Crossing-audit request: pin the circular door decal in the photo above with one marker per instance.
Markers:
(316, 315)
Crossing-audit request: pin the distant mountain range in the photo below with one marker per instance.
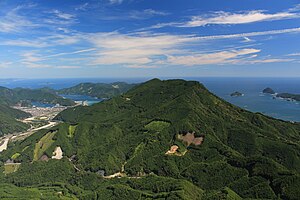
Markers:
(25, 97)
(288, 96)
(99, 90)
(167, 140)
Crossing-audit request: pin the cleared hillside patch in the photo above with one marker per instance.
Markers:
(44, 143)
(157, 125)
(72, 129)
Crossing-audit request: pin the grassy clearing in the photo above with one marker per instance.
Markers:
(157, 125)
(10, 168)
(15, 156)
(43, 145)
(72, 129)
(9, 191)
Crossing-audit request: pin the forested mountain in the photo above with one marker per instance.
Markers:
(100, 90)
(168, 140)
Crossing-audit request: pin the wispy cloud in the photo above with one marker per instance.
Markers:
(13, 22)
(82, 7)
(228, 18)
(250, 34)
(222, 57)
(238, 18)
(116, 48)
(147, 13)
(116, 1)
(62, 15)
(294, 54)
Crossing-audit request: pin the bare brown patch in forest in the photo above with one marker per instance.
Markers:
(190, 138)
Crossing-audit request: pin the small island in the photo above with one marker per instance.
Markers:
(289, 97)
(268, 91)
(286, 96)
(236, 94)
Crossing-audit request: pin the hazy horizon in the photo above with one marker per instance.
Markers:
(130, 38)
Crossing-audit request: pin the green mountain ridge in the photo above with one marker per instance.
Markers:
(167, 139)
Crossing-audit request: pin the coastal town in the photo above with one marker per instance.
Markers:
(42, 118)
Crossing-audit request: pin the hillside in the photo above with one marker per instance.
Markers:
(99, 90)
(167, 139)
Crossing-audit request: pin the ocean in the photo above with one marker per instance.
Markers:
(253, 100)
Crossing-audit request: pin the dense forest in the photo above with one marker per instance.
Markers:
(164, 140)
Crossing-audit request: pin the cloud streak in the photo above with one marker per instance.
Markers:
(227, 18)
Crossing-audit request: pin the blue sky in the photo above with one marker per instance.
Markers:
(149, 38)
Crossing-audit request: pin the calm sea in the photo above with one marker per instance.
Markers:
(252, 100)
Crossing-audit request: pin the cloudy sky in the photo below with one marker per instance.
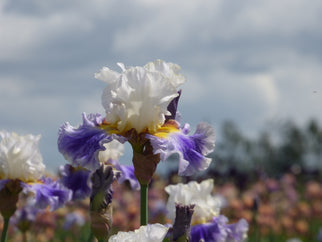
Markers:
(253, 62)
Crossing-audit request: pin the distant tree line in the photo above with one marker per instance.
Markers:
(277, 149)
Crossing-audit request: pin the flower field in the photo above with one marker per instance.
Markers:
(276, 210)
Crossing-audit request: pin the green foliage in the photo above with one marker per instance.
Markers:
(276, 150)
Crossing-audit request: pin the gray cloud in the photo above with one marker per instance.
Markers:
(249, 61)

§ GOAL OF THE EXERCISE:
Begin at the first line of the records and please reproduce every line exactly through the one containing "Crossing-audit request: pin the grassy", leaving all pictures out.

§ EXERCISE OUTPUT:
Crossing-audit request: pin the circular door decal in the photo above with one marker per instance.
Markers:
(316, 315)
Crossing-audit request: pin the distant mountain range in the photo below with one marker per instance.
Markers:
(25, 97)
(288, 96)
(99, 90)
(167, 140)
Crossing-audit request: pin the cleared hillside patch in the photo above with one marker per instance.
Markers:
(44, 143)
(157, 125)
(72, 129)
Crossing-audit request: pin the grassy clearing in the photo above with one marker per instance.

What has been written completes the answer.